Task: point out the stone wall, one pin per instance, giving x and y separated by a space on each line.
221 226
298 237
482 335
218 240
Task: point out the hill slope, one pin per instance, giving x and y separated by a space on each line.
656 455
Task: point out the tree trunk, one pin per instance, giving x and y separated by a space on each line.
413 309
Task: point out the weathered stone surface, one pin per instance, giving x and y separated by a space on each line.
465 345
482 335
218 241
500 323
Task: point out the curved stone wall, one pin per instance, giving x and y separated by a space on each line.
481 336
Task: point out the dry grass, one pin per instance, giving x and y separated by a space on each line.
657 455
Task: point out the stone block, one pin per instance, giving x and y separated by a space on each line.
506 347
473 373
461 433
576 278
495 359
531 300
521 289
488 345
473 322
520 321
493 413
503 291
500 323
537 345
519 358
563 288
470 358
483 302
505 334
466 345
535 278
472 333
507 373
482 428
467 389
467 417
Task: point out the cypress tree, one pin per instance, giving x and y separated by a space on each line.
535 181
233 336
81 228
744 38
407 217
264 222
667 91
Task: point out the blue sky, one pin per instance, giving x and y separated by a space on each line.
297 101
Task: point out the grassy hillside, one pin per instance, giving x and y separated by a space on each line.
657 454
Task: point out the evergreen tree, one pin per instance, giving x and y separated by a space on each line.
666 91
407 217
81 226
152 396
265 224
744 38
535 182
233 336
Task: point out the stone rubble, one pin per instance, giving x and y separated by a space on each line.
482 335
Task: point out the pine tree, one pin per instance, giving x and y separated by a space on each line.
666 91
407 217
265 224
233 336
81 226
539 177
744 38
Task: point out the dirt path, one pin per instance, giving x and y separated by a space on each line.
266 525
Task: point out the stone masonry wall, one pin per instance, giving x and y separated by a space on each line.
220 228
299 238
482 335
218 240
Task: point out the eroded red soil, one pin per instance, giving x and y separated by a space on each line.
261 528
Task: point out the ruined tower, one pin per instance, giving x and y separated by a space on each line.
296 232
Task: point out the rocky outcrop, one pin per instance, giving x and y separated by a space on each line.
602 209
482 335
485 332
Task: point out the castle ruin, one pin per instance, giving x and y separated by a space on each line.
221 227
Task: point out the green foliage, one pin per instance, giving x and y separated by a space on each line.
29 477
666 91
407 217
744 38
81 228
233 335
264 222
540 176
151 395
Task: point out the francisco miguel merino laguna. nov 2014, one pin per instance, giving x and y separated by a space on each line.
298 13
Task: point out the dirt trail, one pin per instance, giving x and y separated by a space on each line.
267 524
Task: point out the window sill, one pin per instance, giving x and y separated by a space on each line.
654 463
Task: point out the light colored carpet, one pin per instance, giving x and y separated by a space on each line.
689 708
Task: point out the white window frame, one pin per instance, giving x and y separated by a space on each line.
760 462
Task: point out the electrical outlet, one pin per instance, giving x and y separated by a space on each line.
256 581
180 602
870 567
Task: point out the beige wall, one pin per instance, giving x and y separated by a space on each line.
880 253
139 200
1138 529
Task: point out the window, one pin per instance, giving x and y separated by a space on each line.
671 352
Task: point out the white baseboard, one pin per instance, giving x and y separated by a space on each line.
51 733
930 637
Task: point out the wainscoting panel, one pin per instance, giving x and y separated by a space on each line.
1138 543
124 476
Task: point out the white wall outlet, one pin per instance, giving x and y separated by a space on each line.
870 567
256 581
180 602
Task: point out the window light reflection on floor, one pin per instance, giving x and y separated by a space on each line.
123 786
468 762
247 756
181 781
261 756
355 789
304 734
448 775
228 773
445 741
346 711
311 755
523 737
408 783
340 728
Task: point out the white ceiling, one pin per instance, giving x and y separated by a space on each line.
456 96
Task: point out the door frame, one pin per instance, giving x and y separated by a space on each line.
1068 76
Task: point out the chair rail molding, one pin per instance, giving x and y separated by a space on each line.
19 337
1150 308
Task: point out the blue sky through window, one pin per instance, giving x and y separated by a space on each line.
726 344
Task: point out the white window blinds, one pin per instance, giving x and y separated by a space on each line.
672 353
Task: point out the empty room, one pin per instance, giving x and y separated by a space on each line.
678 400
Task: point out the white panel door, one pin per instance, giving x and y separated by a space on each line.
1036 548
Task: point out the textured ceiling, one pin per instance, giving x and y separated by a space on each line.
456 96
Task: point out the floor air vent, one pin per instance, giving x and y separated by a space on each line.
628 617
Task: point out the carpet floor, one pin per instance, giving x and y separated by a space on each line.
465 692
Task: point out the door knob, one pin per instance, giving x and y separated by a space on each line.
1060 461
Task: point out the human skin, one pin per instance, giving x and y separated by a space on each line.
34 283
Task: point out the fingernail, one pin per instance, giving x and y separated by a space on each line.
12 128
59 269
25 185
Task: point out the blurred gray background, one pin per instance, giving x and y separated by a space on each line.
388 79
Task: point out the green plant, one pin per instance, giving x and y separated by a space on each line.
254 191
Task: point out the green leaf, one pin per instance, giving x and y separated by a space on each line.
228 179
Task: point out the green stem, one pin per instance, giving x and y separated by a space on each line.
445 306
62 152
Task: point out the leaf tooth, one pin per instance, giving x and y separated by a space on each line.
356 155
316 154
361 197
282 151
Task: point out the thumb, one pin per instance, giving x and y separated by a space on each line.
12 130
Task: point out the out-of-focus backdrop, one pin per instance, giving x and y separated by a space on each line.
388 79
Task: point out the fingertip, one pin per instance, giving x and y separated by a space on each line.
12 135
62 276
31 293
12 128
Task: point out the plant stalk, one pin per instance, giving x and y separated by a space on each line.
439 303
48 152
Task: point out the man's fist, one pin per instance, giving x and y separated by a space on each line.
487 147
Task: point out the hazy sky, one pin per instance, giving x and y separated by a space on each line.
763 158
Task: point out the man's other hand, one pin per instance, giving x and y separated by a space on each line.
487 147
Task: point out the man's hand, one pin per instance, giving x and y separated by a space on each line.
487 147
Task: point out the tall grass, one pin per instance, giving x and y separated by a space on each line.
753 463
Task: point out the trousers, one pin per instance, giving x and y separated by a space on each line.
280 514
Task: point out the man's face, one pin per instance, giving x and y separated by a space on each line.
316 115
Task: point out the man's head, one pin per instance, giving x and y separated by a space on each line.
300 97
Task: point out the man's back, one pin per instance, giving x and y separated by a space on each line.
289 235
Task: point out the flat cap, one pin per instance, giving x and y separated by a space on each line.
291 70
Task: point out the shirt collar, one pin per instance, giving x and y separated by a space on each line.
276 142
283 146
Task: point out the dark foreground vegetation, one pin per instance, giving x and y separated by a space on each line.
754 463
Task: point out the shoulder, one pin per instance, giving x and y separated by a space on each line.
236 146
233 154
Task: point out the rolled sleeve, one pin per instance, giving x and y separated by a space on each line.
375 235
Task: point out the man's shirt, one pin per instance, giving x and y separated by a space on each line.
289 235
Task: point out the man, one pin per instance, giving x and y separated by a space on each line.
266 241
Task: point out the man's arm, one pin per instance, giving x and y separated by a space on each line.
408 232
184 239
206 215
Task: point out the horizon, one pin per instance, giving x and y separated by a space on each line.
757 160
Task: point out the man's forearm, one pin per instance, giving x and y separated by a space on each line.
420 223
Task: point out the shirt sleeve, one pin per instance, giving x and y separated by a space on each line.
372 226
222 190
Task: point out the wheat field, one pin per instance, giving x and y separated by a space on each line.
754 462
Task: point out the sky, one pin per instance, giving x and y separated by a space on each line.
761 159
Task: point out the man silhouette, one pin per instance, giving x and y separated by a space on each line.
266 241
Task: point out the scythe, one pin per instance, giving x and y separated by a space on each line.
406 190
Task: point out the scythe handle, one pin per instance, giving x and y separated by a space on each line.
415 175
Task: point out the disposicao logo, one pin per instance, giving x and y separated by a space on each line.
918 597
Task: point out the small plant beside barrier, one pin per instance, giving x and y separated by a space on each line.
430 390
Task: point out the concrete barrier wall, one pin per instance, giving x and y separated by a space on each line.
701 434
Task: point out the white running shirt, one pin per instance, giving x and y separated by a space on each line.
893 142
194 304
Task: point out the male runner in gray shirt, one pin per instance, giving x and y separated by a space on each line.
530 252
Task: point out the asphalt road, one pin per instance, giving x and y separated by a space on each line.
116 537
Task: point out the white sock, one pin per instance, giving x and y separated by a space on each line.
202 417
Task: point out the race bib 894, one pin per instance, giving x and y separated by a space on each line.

===

The line containing "Task: point out the sky, one" and every line after it, through the last one above, should be written out word for word.

→ Answer
Task: point out the sky, one pin per instance, giving x and y separated by a space on each line.
761 159
Task: point out the man silhouette, one pin per instance, giving x and y separated by a space on each line.
266 241
Task: point out the scythe, one pin per instance, giving x and y separated by a space on each line.
406 190
Task: point out the scythe handle, one pin per instance, giving x and y separated by a space on each line.
415 175
Task: point out the disposicao logo, one pin per instance, giving x and y separated by a space on each line.
918 597
Task: point out the small plant beside barrier, one pin per instance, giving x and y separated by a space on each line.
430 390
Task: point out the concrete barrier wall, one pin per instance, giving x and y separated by a space on each line.
701 434
Task: point out the white running shirt, one pin per instance, giving x and y separated by a space on each line.
893 142
194 304
Task: point out the male runner in gray shirt, one pin per instance, giving x and y separated by a space on each line.
530 252
Task: point out the asphalt road, one pin per instance, giving x and y separated by a space on each line.
116 537
Task: point out the white sock, one pin per instance, giving x and y separated by a space on each line.
202 417
Task: point out the race bib 894, one pin per instance, giving x and y separated by a space on each line.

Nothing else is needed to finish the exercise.